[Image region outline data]
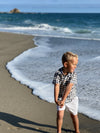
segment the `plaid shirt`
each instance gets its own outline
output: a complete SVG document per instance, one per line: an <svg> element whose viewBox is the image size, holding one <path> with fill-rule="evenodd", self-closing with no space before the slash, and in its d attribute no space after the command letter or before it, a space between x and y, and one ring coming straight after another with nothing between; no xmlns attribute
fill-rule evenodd
<svg viewBox="0 0 100 133"><path fill-rule="evenodd" d="M66 98L66 103L71 102L76 96L76 85L77 85L77 74L75 72L63 74L63 68L60 68L55 74L53 79L53 84L60 84L58 100L62 99L62 96L66 90L69 83L73 83L72 89Z"/></svg>

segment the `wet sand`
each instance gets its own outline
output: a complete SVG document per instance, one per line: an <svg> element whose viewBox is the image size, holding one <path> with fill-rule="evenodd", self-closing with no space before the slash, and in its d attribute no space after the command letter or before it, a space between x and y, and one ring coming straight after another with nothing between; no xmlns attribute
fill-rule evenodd
<svg viewBox="0 0 100 133"><path fill-rule="evenodd" d="M13 79L6 64L35 47L33 36L0 33L0 133L56 133L56 105L39 99L31 89ZM81 133L99 133L100 121L79 114ZM62 133L73 133L65 112Z"/></svg>

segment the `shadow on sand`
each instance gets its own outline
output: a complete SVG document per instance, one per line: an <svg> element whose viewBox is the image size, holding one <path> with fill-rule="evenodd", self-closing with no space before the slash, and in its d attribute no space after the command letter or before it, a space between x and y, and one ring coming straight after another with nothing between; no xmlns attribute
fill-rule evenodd
<svg viewBox="0 0 100 133"><path fill-rule="evenodd" d="M47 125L47 124L40 124L40 123L36 123L30 120L26 120L24 118L12 115L12 114L8 114L8 113L4 113L4 112L0 112L0 120L3 120L9 124L11 124L14 127L18 127L18 128L24 128L27 130L32 130L35 132L40 132L40 133L51 133L50 131L52 131L52 129L55 130L56 132L56 127L52 126L52 125ZM27 124L27 125L24 125ZM35 126L35 127L30 127L30 125ZM37 127L37 128L36 128ZM44 131L43 129L48 128L48 131ZM72 130L66 130L66 129L62 129L63 131L65 131L66 133L74 133L74 131Z"/></svg>

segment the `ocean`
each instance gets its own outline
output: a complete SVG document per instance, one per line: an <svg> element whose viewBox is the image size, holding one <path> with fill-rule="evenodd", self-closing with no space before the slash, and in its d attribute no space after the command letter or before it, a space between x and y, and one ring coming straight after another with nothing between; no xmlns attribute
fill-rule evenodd
<svg viewBox="0 0 100 133"><path fill-rule="evenodd" d="M7 63L12 77L54 103L52 84L66 51L79 55L79 112L100 121L100 14L0 14L0 31L34 35L35 48Z"/></svg>

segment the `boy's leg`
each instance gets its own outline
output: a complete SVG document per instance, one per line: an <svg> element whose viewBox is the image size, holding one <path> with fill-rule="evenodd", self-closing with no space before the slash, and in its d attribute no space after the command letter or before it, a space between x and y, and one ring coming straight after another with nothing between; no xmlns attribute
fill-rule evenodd
<svg viewBox="0 0 100 133"><path fill-rule="evenodd" d="M70 114L71 114L71 118L72 118L72 121L73 121L73 124L74 124L75 132L80 133L78 115L73 115L72 113L70 113Z"/></svg>
<svg viewBox="0 0 100 133"><path fill-rule="evenodd" d="M64 110L57 111L57 133L61 133Z"/></svg>

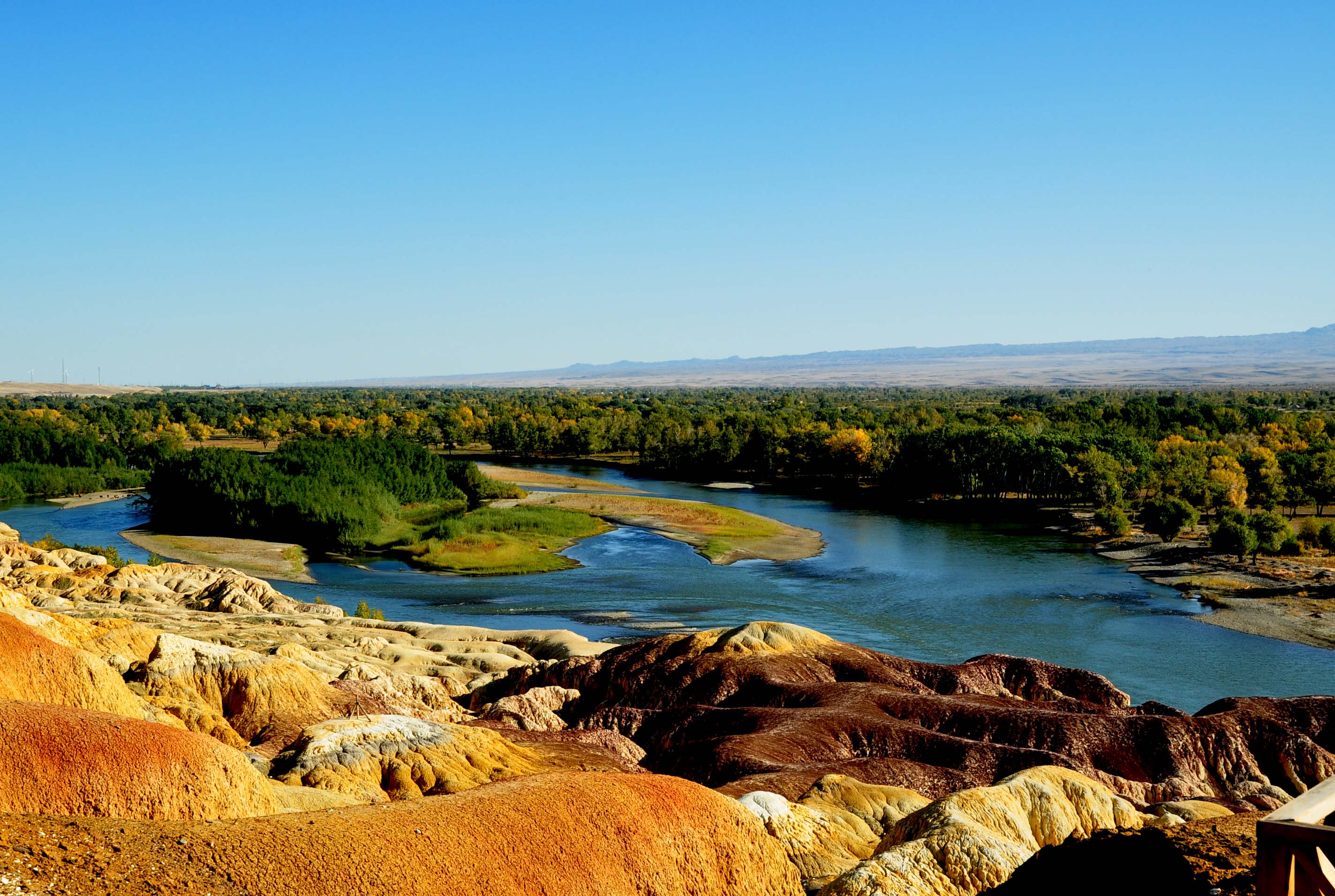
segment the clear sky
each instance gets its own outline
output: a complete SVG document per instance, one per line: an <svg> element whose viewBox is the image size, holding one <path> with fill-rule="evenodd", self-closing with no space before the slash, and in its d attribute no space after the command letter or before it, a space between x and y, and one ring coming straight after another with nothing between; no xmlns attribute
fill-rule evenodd
<svg viewBox="0 0 1335 896"><path fill-rule="evenodd" d="M1335 322L1335 4L0 9L0 379Z"/></svg>

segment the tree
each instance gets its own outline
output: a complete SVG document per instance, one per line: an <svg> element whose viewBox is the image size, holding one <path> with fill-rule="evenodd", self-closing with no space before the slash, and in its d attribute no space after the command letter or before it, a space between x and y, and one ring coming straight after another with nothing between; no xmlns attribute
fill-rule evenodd
<svg viewBox="0 0 1335 896"><path fill-rule="evenodd" d="M1195 526L1199 519L1199 510L1172 495L1152 498L1140 509L1140 526L1164 542L1175 539L1183 529Z"/></svg>
<svg viewBox="0 0 1335 896"><path fill-rule="evenodd" d="M1284 541L1294 535L1288 521L1271 510L1255 514L1247 523L1256 533L1256 550L1267 554L1278 554Z"/></svg>
<svg viewBox="0 0 1335 896"><path fill-rule="evenodd" d="M1284 473L1275 453L1260 446L1250 449L1242 465L1247 473L1247 503L1274 510L1284 499Z"/></svg>
<svg viewBox="0 0 1335 896"><path fill-rule="evenodd" d="M825 439L834 467L853 479L861 477L872 461L872 437L861 429L846 429Z"/></svg>
<svg viewBox="0 0 1335 896"><path fill-rule="evenodd" d="M1326 505L1335 503L1335 450L1312 454L1303 490L1316 505L1316 515L1324 514Z"/></svg>
<svg viewBox="0 0 1335 896"><path fill-rule="evenodd" d="M1256 553L1256 530L1247 525L1247 517L1234 510L1220 513L1210 527L1210 546L1226 554L1236 554L1242 562L1247 554Z"/></svg>
<svg viewBox="0 0 1335 896"><path fill-rule="evenodd" d="M1226 454L1210 458L1206 494L1211 507L1243 507L1247 505L1247 474L1243 466Z"/></svg>
<svg viewBox="0 0 1335 896"><path fill-rule="evenodd" d="M1089 503L1096 507L1121 505L1124 494L1121 479L1127 474L1127 469L1113 455L1092 447L1076 454L1075 463L1068 465L1067 470L1076 478L1080 495Z"/></svg>
<svg viewBox="0 0 1335 896"><path fill-rule="evenodd" d="M1335 522L1327 522L1316 531L1316 543L1326 550L1335 550Z"/></svg>
<svg viewBox="0 0 1335 896"><path fill-rule="evenodd" d="M1093 511L1093 522L1103 529L1105 535L1121 538L1131 531L1131 519L1121 507L1099 507Z"/></svg>

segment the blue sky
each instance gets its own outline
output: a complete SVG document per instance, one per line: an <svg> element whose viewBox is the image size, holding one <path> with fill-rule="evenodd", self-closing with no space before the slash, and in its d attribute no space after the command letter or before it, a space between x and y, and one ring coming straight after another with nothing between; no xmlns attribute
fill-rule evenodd
<svg viewBox="0 0 1335 896"><path fill-rule="evenodd" d="M1335 4L649 7L5 4L0 379L1335 322Z"/></svg>

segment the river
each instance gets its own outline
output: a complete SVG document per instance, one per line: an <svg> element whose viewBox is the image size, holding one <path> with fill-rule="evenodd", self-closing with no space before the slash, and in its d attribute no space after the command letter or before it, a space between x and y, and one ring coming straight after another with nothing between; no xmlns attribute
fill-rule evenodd
<svg viewBox="0 0 1335 896"><path fill-rule="evenodd" d="M391 620L499 629L570 628L591 638L780 620L905 657L959 662L980 653L1039 657L1108 676L1136 702L1196 710L1227 696L1335 690L1335 652L1203 625L1208 612L1085 546L1021 526L971 525L848 509L818 498L630 478L614 469L541 465L672 498L741 507L822 533L802 561L713 566L688 545L617 529L571 547L578 569L465 578L396 561L312 564L316 585L274 582ZM134 501L60 509L0 505L25 539L143 550L117 534L144 522Z"/></svg>

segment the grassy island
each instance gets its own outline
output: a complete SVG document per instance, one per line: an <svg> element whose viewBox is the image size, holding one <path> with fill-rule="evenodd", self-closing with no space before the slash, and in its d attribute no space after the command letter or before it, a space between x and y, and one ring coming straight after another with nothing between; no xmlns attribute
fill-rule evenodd
<svg viewBox="0 0 1335 896"><path fill-rule="evenodd" d="M649 529L692 545L712 564L801 559L820 553L821 534L736 507L627 494L533 494L519 507L578 510L607 522ZM517 509L519 509L517 507Z"/></svg>

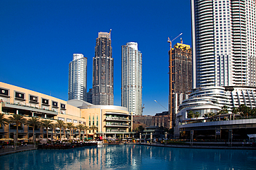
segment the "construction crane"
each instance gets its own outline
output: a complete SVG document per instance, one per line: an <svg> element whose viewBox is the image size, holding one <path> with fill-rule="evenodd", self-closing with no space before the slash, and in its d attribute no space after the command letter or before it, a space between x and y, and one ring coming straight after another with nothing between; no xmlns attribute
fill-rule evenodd
<svg viewBox="0 0 256 170"><path fill-rule="evenodd" d="M166 109L165 107L163 107L161 104L160 104L159 103L158 103L156 100L154 100L154 101L158 103L159 105L161 105L161 107L163 107L163 108L165 108L166 110L168 110L167 109Z"/></svg>
<svg viewBox="0 0 256 170"><path fill-rule="evenodd" d="M182 35L183 33L179 34L177 36L175 37L173 40L170 41L168 37L167 42L170 43L170 60L169 60L169 78L170 78L170 89L169 89L169 114L172 112L172 42L174 41L179 36Z"/></svg>

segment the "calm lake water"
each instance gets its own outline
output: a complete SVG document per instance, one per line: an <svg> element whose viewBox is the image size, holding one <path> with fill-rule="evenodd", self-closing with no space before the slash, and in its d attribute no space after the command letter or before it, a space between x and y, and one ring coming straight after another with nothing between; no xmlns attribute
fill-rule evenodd
<svg viewBox="0 0 256 170"><path fill-rule="evenodd" d="M256 169L256 151L103 145L0 156L0 169Z"/></svg>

[What the task requires]
Write out the data word for word, from the start through the line containing "98L66 103L71 102L76", with both ends included. Leave the pictures out of your answer.

[Full output]
segment the `plaid shirt`
each instance gets its own outline
output: a complete SVG document per instance, one per line: an <svg> element whose viewBox is the image size, holding one <path> with fill-rule="evenodd", self-closing with no space before the slash, and in its d attribute no space after the command letter or before it, a space between x and y, and one ring coming straight after another with nothing between; no xmlns attribute
fill-rule evenodd
<svg viewBox="0 0 100 133"><path fill-rule="evenodd" d="M66 98L66 103L71 102L76 96L76 85L77 85L77 74L75 72L63 74L63 68L60 68L55 74L53 79L53 84L60 84L58 100L62 99L62 96L66 90L69 83L73 83L72 89Z"/></svg>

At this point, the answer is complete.